Excerpts of location labeling data

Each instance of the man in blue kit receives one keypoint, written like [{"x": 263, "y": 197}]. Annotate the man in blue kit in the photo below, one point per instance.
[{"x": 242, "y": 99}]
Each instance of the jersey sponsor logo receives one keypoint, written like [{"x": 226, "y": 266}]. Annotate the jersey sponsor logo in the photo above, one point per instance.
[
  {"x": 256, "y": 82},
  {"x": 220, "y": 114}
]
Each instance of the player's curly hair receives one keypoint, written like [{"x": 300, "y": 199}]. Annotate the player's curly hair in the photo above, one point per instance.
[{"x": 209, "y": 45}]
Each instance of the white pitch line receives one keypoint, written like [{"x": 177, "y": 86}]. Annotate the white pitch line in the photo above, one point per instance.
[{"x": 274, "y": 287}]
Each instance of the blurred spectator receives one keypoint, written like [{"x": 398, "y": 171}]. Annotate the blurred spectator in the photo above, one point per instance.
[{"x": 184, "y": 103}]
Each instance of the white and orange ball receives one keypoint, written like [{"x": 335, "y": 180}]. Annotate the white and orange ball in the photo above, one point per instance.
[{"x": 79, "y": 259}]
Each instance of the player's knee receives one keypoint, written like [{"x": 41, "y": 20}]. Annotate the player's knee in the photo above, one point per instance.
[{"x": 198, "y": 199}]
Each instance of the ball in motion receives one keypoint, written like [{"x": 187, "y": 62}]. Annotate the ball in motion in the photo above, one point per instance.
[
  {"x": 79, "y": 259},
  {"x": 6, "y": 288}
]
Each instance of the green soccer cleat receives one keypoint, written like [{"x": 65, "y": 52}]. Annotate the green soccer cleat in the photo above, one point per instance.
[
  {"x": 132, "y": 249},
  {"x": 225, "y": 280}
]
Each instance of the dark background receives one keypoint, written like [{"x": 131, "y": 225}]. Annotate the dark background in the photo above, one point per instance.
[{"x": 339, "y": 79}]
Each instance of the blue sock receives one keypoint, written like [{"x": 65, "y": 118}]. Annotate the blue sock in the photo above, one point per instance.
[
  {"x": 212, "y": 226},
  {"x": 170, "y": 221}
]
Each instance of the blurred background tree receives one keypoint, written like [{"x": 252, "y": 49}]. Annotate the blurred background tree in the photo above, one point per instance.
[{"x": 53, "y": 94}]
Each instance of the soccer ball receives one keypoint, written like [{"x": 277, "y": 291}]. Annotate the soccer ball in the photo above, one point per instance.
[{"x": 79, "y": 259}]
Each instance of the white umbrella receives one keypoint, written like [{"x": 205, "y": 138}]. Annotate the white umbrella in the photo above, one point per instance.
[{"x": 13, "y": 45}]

WHAT THE EXERCISE ASKS
Every record above should be output exactly.

WRITTEN RESPONSE
Each instance of the man in blue kit receives one keypoint, written like [{"x": 263, "y": 197}]. Annotate the man in blue kit in the photo below, one point per instance.
[{"x": 242, "y": 99}]
Each instance of the jersey sponsor logo receives one keypoint, written like [{"x": 226, "y": 266}]. Annotate the jersey sponsor logo in the photo above, one point per instance.
[
  {"x": 256, "y": 82},
  {"x": 220, "y": 114}
]
Each instance of the player's curly hair receives one keypoint, written like [{"x": 300, "y": 199}]. Annotate the player's curly hair in the photo above, one point per instance.
[{"x": 209, "y": 45}]
Each instance of the white pitch line receives one keypoint, written like [{"x": 177, "y": 86}]. Annotate the white pitch line in the photo above, one point per instance.
[{"x": 274, "y": 287}]
Each instance of the blurred spectator receives one keypoint, written like [{"x": 398, "y": 171}]. Annotate the blurred spectator in the photo above, one point per instance.
[{"x": 184, "y": 103}]
Each instance of the white and orange ball receives one keypoint, written like [{"x": 335, "y": 180}]. Annotate the white and orange ball in the photo above, one point per instance.
[{"x": 79, "y": 259}]
Each instance of the player's knee receives one keypoint, written like [{"x": 41, "y": 20}]. Annotate the player's knee in the photo above, one point per instance.
[{"x": 198, "y": 199}]
Each instance of the ball in motion receives one keypoint, written like [{"x": 187, "y": 62}]. Annotate the ball in motion in the photo above, one point per instance.
[
  {"x": 79, "y": 259},
  {"x": 6, "y": 288}
]
Each instance of the green soccer cleat receives one keypoint, written like [{"x": 65, "y": 52}]. Annotate the green soccer cleat in the photo above, one point per instance.
[
  {"x": 132, "y": 249},
  {"x": 225, "y": 280}
]
Each instance of the dark background receives one keypoint, written like [{"x": 131, "y": 225}]. Annotate the dark background in the photo above, one point per instance.
[{"x": 339, "y": 79}]
Each instance of the blue sock receives one keypoint, written like [{"x": 65, "y": 118}]. Annotate the blue sock in the photo above, one point per instance.
[
  {"x": 212, "y": 226},
  {"x": 170, "y": 221}
]
Each instance of the blurred background tree receives one keypoint, written like [{"x": 252, "y": 49}]. Annotate the blurred background tree in the photo above, one point per instance.
[{"x": 53, "y": 94}]
Each instance of the soccer ball receives one keypoint, written like [{"x": 277, "y": 291}]. Annotate the soccer ball in the photo above, one point per instance.
[{"x": 79, "y": 259}]
Each instance of the white umbrella receives one keypoint, written like [{"x": 205, "y": 138}]. Annotate the white umbrella in the photo above, one point per instance.
[{"x": 13, "y": 45}]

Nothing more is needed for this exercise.